#### [REQUIREMENT]
What lines below mention the word "mustard"? Copy each one.

#### RECORDS FOR THE EXERCISE ####

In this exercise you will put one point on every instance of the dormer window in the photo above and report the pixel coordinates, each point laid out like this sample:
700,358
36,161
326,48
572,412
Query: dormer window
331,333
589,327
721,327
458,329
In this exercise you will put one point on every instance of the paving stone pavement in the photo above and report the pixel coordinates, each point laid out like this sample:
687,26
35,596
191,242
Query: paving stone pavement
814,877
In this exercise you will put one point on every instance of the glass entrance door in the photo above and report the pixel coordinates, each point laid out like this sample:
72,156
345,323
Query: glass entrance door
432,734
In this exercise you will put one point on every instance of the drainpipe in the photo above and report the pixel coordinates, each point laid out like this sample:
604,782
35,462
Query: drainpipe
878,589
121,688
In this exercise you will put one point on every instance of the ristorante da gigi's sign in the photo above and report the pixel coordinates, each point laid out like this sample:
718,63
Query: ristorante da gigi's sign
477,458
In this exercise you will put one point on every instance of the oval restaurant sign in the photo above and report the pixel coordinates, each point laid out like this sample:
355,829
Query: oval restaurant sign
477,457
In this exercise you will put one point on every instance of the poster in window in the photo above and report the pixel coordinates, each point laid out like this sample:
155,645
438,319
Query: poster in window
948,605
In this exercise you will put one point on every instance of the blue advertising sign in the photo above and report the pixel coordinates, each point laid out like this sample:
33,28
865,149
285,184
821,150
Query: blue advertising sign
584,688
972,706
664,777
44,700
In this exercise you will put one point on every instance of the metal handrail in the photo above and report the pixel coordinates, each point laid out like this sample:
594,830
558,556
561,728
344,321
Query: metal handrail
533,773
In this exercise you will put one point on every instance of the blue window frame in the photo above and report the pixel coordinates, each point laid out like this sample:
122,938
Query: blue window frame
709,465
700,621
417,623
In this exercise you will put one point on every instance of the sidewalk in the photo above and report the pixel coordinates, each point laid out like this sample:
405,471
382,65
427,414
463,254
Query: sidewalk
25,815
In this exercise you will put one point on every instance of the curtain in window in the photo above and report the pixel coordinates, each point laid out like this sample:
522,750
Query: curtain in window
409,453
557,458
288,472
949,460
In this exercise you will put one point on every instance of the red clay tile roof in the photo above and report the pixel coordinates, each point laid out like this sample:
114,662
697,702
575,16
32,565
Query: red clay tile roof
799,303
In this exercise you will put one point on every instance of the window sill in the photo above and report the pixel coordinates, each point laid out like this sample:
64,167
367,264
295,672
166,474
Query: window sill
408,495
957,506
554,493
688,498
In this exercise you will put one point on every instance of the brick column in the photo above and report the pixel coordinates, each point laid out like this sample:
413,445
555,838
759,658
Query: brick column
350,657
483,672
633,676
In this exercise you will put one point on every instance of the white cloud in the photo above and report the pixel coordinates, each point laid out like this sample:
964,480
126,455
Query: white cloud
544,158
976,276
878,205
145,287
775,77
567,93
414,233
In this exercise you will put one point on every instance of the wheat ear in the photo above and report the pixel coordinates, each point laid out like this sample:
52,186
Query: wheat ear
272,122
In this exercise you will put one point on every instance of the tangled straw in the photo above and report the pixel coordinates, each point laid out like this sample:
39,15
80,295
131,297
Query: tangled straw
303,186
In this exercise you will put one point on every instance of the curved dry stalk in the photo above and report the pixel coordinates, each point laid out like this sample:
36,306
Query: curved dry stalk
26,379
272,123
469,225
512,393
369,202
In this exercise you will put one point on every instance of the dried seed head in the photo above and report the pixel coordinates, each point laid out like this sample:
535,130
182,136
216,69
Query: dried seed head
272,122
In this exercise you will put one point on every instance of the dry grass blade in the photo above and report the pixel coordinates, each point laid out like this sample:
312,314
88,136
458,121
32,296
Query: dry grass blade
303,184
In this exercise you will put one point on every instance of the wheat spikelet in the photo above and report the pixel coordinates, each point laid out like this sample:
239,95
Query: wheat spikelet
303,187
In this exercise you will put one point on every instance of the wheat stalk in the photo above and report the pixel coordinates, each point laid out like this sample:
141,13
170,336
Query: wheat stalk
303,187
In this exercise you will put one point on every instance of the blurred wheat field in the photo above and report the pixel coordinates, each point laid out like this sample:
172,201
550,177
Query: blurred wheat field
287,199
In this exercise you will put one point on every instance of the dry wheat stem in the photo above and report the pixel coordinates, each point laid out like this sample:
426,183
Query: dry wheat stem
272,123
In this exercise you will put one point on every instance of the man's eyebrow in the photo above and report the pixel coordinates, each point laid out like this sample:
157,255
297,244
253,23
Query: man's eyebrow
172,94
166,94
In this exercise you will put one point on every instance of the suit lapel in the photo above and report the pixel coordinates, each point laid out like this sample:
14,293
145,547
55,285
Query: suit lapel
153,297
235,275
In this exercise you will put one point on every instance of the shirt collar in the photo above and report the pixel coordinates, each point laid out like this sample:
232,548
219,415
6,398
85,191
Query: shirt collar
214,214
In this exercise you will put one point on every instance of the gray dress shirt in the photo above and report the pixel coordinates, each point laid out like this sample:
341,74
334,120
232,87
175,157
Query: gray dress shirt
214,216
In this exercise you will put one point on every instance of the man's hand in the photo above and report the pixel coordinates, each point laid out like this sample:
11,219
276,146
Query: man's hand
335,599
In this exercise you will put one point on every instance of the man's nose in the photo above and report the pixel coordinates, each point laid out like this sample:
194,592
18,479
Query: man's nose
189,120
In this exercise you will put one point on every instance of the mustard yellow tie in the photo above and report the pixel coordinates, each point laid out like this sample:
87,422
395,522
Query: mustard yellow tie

####

#### [YOUR RESPONSE]
In this exercise you will put one point on every instance of the mustard yellow tie in the photo above and report the pixel coordinates, each point laid out like this sample:
Query: mustard yellow tie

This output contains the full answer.